→ **TASK DESCRIPTION**: Every line of the data is to be transcribed without error.

◇ ◇ ◇ ◇ ◇ ◇ ◇

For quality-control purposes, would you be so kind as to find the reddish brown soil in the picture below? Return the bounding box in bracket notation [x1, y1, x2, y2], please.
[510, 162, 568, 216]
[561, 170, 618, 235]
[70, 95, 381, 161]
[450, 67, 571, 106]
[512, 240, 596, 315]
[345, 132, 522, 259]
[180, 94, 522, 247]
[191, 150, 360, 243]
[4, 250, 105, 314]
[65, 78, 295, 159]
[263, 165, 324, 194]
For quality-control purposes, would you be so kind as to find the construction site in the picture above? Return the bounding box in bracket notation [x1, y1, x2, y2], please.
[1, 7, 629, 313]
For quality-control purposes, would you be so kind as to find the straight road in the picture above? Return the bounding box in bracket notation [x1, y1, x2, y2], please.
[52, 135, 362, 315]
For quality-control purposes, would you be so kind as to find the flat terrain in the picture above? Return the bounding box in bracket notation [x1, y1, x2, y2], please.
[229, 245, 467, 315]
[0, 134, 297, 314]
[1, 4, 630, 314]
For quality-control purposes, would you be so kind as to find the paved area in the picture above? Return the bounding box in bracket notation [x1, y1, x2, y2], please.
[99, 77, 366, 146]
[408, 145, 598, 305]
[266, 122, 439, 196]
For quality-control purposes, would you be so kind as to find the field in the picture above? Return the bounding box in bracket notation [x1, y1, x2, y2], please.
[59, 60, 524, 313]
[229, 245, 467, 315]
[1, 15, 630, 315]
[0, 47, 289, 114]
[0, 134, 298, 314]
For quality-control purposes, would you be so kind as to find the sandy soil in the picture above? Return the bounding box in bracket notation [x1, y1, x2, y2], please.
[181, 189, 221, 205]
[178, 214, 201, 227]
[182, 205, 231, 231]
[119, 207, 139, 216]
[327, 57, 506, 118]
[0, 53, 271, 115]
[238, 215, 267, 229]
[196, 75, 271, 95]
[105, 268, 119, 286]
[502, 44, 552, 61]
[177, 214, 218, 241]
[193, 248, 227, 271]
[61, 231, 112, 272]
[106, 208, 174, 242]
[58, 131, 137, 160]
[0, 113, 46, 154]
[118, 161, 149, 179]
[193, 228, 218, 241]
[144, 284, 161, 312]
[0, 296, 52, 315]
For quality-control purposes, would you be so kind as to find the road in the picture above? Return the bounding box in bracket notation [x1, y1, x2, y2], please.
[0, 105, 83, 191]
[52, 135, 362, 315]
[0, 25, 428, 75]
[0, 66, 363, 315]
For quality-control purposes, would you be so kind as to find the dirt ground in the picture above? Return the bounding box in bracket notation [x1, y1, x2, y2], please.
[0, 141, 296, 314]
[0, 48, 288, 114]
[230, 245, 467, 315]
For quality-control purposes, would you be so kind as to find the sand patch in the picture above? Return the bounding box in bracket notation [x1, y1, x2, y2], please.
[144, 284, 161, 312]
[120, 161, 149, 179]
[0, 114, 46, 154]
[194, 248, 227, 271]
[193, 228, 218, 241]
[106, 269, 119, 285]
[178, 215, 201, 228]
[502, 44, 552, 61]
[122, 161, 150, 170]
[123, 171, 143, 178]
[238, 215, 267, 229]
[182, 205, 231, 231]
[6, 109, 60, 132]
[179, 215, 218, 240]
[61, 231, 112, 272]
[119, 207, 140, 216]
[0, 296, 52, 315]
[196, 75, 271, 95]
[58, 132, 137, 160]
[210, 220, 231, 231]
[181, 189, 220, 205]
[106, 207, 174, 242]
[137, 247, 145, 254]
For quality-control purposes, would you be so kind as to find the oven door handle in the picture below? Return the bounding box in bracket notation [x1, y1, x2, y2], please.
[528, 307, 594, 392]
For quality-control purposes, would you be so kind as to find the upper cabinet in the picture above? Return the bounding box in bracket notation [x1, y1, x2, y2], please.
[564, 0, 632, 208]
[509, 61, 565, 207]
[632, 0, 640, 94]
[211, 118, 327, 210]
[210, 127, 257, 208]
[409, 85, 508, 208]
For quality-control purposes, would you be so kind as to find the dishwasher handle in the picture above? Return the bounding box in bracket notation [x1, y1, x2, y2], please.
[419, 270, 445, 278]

◇ ◇ ◇ ◇ ◇ ◇ ◇

→ **ANSWER BOX**:
For quality-control purposes, would you be so kind as to find the reddish brown soil in the picture below? Return the bounding box in bracket notation [x1, y1, x2, y2], please.
[510, 162, 568, 216]
[561, 170, 618, 235]
[70, 95, 381, 161]
[450, 67, 571, 106]
[512, 240, 596, 315]
[345, 132, 522, 259]
[180, 94, 522, 247]
[191, 150, 360, 243]
[4, 250, 105, 314]
[65, 78, 295, 159]
[263, 165, 324, 194]
For quality-control purposes, would you be so kind as to find the construction site in the picture above? Return the bounding box in bracket notation [x1, y1, x2, y2], please.
[1, 7, 629, 313]
For quality-control purposes, would you be so kind as to find the straight road in the picture above? Return the bounding box in bracket notation [x1, y1, x2, y2], please.
[52, 135, 362, 315]
For quality-control purposes, would you be so kind as to find the flat terrain in the picture above? Return the bounding box in bracket notation [x1, y1, x2, y2], please.
[229, 245, 467, 315]
[0, 134, 297, 314]
[1, 4, 630, 314]
For quality-control purposes, would you be so kind as to find the paved area in the picture above? Return the bounding box in bracket notation [x1, y1, x2, y2], please.
[99, 77, 366, 146]
[408, 145, 598, 305]
[266, 122, 439, 196]
For quality-control purposes, would you be so kind as to find the field in the picture above? Return the bounding box in bracket notation [x1, y1, x2, y2], please.
[59, 60, 524, 313]
[229, 245, 467, 315]
[1, 15, 630, 315]
[0, 47, 289, 114]
[0, 134, 298, 314]
For quality-control purposes, would you be so kind as to find the sandy soil in the picture above? Return the bounding box in bracket notation [x1, y1, x2, y2], please.
[181, 189, 221, 205]
[178, 214, 201, 227]
[182, 205, 231, 231]
[119, 207, 139, 216]
[327, 57, 506, 118]
[0, 53, 271, 115]
[238, 215, 267, 229]
[196, 75, 271, 95]
[105, 268, 119, 286]
[502, 44, 552, 61]
[177, 214, 218, 241]
[193, 248, 227, 271]
[61, 231, 112, 272]
[106, 208, 174, 242]
[58, 131, 137, 160]
[0, 113, 46, 154]
[118, 161, 149, 179]
[193, 228, 218, 241]
[144, 284, 161, 312]
[0, 296, 52, 315]
For quality-control purposes, would you be so kind as to find the road in the picture above? Return the bounding box in bracket notation [x1, y1, x2, y2], please.
[0, 105, 83, 191]
[52, 135, 362, 315]
[0, 25, 428, 75]
[0, 66, 363, 315]
For quality-control purposes, would you be so kind as to find the dirt ground in the picture above? Return the bounding box in bracket notation [x1, y1, x2, y2], please.
[0, 141, 296, 314]
[0, 48, 288, 114]
[230, 245, 467, 315]
For quality-control purposes, would you be so kind as to find the sand patch in the picture above? Return the bounding box in bracket notation [x1, y1, x2, y2], please.
[144, 284, 161, 312]
[120, 161, 149, 179]
[0, 114, 46, 154]
[194, 248, 227, 271]
[193, 228, 218, 241]
[106, 269, 119, 285]
[178, 215, 201, 228]
[502, 44, 552, 61]
[122, 161, 150, 170]
[123, 171, 143, 178]
[238, 215, 267, 229]
[182, 205, 231, 231]
[6, 109, 60, 132]
[179, 215, 218, 240]
[61, 231, 112, 272]
[119, 207, 140, 216]
[0, 296, 52, 315]
[196, 75, 271, 95]
[58, 132, 137, 160]
[210, 220, 231, 231]
[181, 189, 220, 205]
[106, 207, 174, 242]
[137, 247, 145, 254]
For quality-control purposes, would you be so kind as to find the oven door handle in the picture below? Return the bounding box in bracket notation [x1, y1, x2, y2], please.
[528, 307, 594, 392]
For quality-control purposes, would you be so kind as to find the upper cabinet in the picture above? Return the bounding box in bracket notation [x1, y1, x2, y2], please.
[564, 0, 632, 208]
[509, 61, 565, 207]
[632, 0, 640, 94]
[211, 118, 327, 210]
[210, 127, 257, 208]
[409, 85, 508, 208]
For quality-control purposes, would you be so kind as to find the dishwasher handle in the picture above? Return the bounding box in bracket notation [x1, y1, x2, y2], please.
[419, 270, 445, 278]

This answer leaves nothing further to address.